On Tuesday, the Board of Control for Cricket in India (BCCI) decided to “postpone” the season with immediate effect. It is not certain whether the 31 remaining matches will be played in another window. The move came after multiple players across teams tested Covid positive.

A tournament which is valued at thousands of crores, a season that was expected to fetch many more crores in sponsorship and broadcasting revenue is now faced with the pivotal question: what does the suspension mean for advertisers and TV viewership? It is undoubtedly a setback for an industry which is already battling the impact of Covid2019. But experts believe it was the right call to postpone the IPL and prioritise health and safety over monetary interests.

“Given the prevailing pandemic situation, I think it is the right decision to postpone IPL for now. The health and safety of all the players and everyone involved is paramount and keeping in mind the situation and the prevailing mood of the nation, in my view it is the right decision,” Dentsu APAC CEO & India chairman Ashish Bhasin said.

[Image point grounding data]
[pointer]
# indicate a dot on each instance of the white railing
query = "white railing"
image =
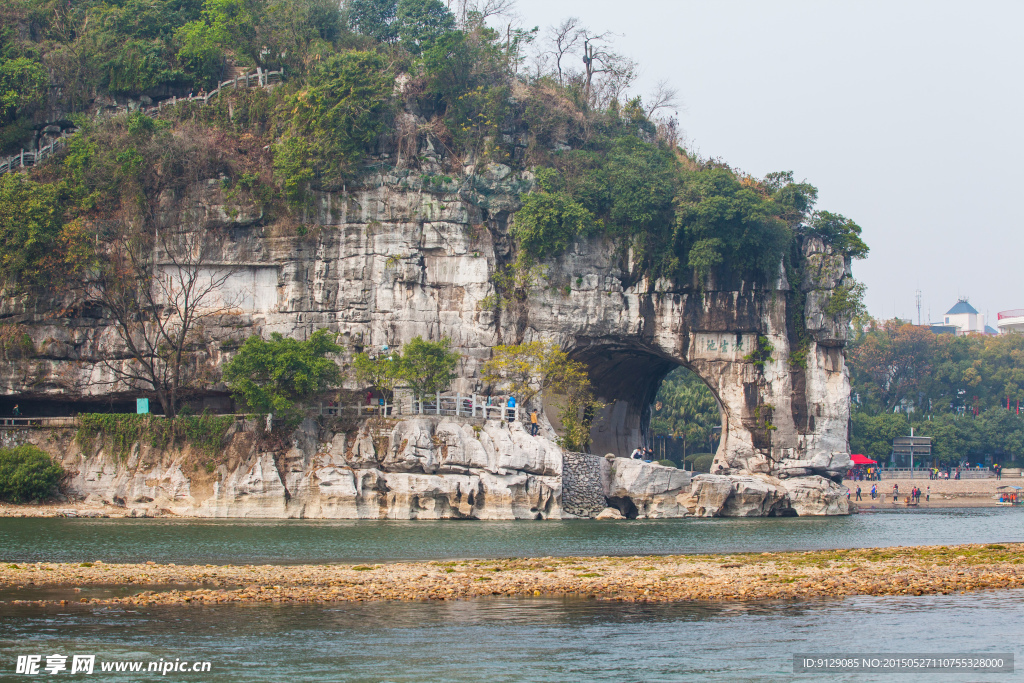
(368, 410)
(466, 406)
(452, 404)
(26, 159)
(259, 79)
(38, 422)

What to work on
[1] According to the article on the IPL postponement, how many matches of the season remain?
[2] Continue the article on the IPL postponement from its last sentence.

Task-by-task results
[1] 31 matches remain.

[2]
The breach in the bio bubbles is just one factor for calling off the league, noted business strategist & ex- PepsiCo, Motorola & HP APAC marketing head Lloyd Mathias, who held the view that it is simply insensitive to continue with the IPL due to the magnitude of the Covid crisis in India.

“I think brands and businesses should welcome this move in the larger interests of society and their consumers. Yes, there could be some financial impact, but this is insignificant when compared to the devastation all around. There are times when businesses need to set aside their commercial objectives – in the larger interest of society, and this is one such moment,” he commented.

Pulp Strategy founder & MD Ambika Sharma claimed that everyone from sponsors, broadcasters, to the BCCI will have to bear huge losses, but the current environment is least conducive to host matches. “The high stakes of IPL should have been looked into when we see players falling to Covid infections. The infection can have multiple manifestations on the health of the players which can lead to serious lifelong illness. A mutually agreeable formula by key stakeholders can be adopted transparently to arrive at a decision when the medical experts are warning us about the Covid peak,” she added.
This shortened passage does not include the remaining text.